- **Prompt**
Below are entries. Give back exactly the lines from the one containing "# target: girl wearing blue face mask" through the one containing "Give the mask of every instance of the girl", inclusive, without the pictures.

- **Dataset extract**
────────

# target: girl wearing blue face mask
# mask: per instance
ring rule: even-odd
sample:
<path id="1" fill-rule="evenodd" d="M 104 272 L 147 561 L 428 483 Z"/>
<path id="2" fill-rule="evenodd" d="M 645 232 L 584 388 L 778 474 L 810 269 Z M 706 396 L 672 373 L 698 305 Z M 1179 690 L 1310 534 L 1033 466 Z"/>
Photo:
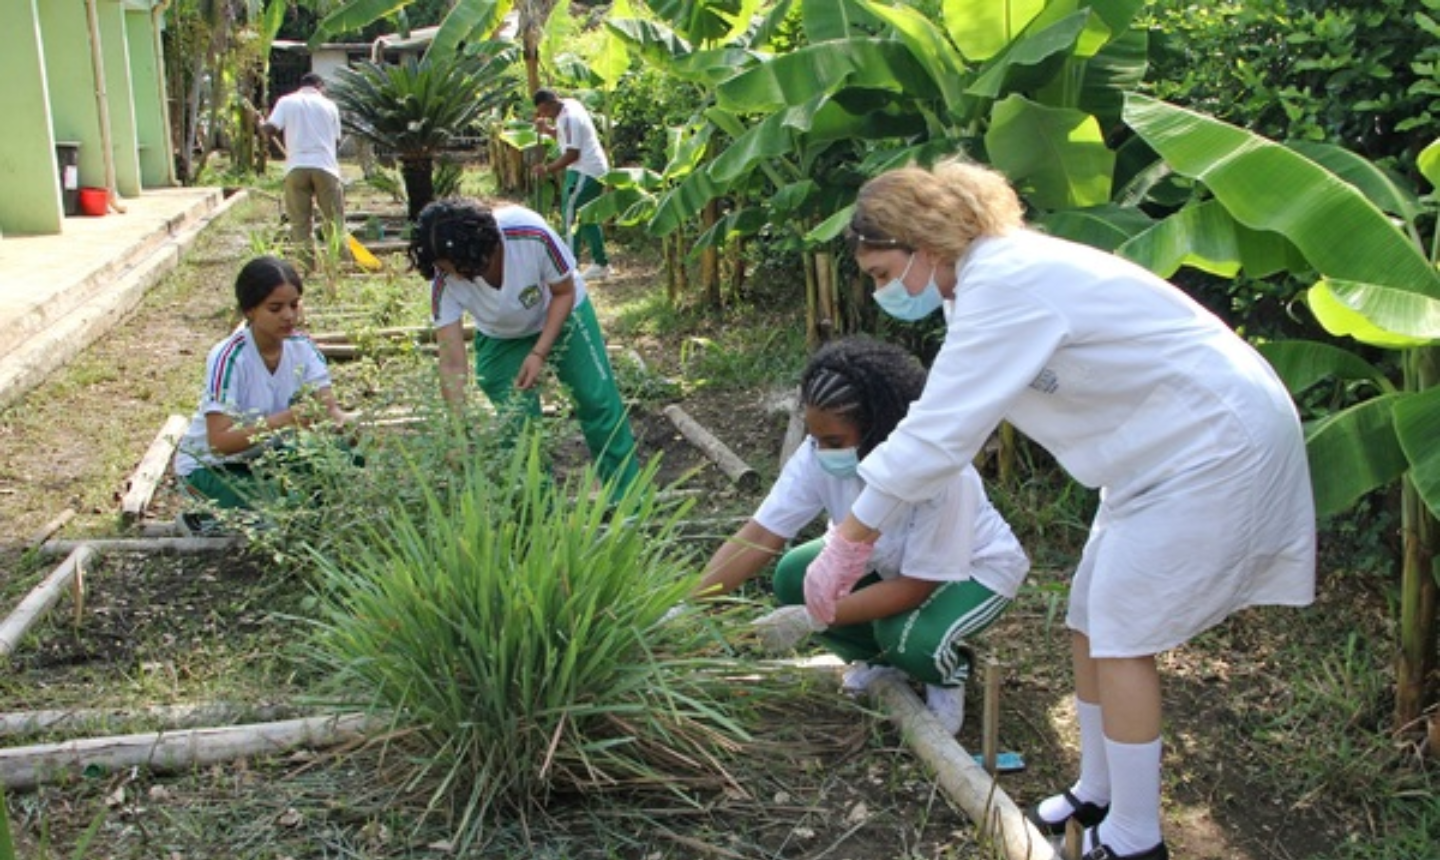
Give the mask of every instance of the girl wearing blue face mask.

────────

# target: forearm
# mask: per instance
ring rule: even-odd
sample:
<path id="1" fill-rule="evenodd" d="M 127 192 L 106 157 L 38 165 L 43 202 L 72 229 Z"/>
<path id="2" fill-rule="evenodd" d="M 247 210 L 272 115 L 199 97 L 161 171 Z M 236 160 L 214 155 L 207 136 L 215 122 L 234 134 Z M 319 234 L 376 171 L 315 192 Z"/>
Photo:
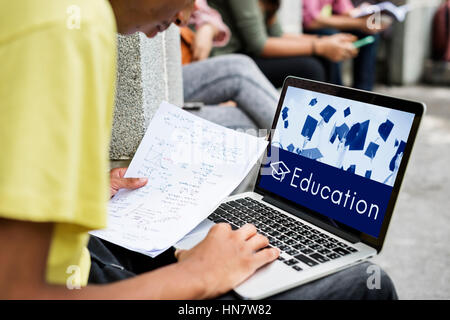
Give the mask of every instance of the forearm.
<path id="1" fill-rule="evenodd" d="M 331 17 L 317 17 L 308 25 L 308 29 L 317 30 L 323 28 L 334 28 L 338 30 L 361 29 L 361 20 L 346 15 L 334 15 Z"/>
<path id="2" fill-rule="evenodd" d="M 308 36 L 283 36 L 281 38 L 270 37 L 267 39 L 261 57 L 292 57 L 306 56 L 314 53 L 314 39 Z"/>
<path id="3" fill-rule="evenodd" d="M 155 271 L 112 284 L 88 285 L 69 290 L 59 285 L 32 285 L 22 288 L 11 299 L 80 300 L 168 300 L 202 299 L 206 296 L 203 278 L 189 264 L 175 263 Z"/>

────────

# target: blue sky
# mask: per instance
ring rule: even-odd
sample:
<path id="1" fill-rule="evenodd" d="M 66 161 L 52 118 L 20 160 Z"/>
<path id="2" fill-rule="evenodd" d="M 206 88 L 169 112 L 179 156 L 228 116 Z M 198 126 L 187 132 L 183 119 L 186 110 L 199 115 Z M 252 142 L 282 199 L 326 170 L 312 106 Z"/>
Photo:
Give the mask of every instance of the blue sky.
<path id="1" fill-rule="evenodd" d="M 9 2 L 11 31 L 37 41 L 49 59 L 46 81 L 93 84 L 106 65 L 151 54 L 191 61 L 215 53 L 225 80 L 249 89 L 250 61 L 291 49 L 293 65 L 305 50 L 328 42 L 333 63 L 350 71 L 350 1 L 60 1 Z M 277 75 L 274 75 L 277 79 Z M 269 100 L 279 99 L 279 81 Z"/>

────────

- **Solved exercise**
# target: girl wearing blue face mask
# mask: per instance
ring rule: even-odd
sample:
<path id="1" fill-rule="evenodd" d="M 104 272 L 147 561 L 428 483 Z"/>
<path id="2" fill-rule="evenodd" d="M 645 232 L 584 388 L 778 474 L 810 269 Z M 706 396 L 672 373 L 698 305 Z M 1179 690 L 1310 534 L 1033 466 Z"/>
Photo:
Give the mask of every instance of the girl wearing blue face mask.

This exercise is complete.